= Selected text =
The industries that have moved more slowly to embrace the social media world have, understandably, been the more highly regulated industries such as law and healthcare. But as social has moved from what some saw as a quirky new marketing fad into a steady part of our daily lives, so too have these industries followed– and now they’re playing catchup. After all, the percentage of Americans alone who turn to social media- and trust it- for health information is growing.

The first step is making a plan to figure out what metrics are going to be important to measure on each of the social sites you decide to have a presence on, such as Twitter. So what metrics should healthcare companies focus on?

1. Decide what your goals are

Healthcare companies or professionals using social media will obviously have very different goals with their accounts compared to businesses in the beauty, travel, or other industries; there’s never a one-size-fits-all solution when it comes to social.

By figuring out what you want to accomplish you’ll know what it is that you need to measure. Here are a few ideas of what a social presence can mean for a healthcare company:

  • Provide health resources

  • Provide support by answering company-specific questions

  • Provide support by hosting chats with qualified professionals to answer health-related questions

  • Communicate new information; for example, explaining recent changes to your company, or explaining what the new Affordable Healthcare Act means to those using your services

  • A combination of some or all of these

Many of these things will spread awareness of your brand and amplify your brand voice, particularly if you decide to participate in or host tweet chats. (If you want more information on building or establishing a brand voice, go here.) Tweet chats also lead to higher engagement with your audience. Which brings us to our next step.

= Information shown =
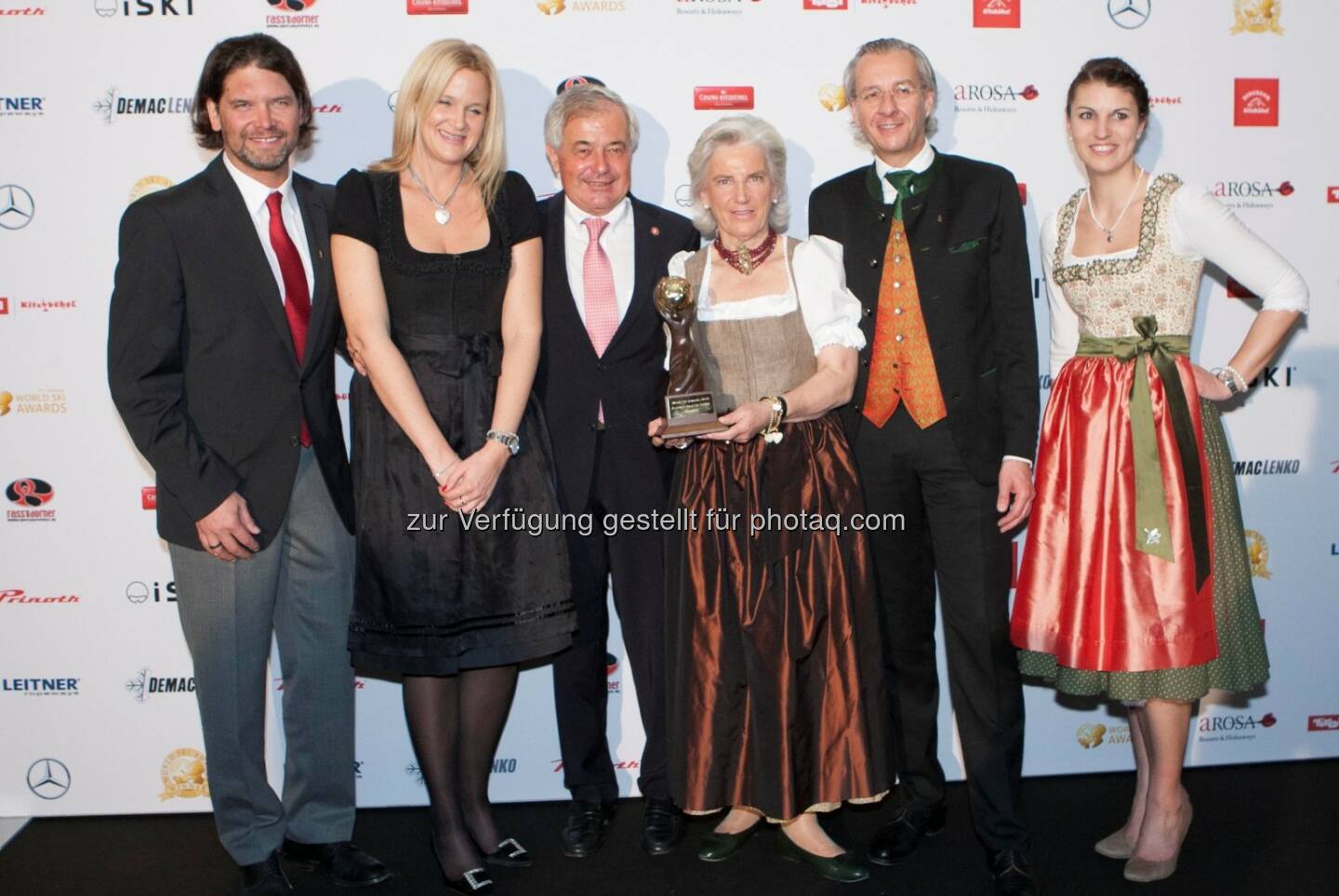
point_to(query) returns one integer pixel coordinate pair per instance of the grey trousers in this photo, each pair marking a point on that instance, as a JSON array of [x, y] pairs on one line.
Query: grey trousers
[[300, 588]]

= Work to complete =
1: In the text on healthcare and social media, list every item in the bulleted list of what a social presence can mean for a healthcare company.
2: Repeat the part of the text on healthcare and social media from "The first step" up to and including "companies focus on?".

= Answers for the tasks =
1:
- Provide health resources
- Provide support by answering company-specific questions
- Provide support by hosting chats with qualified professionals to answer health-related questions
- Communicate new information; for example, explaining recent changes to your company, or explaining what the new Affordable Healthcare Act means to those using your services
- A combination of some or all of these

2:
The first step is making a plan to figure out what metrics are going to be important to measure on each of the social sites you decide to have a presence on, such as Twitter. So what metrics should healthcare companies focus on?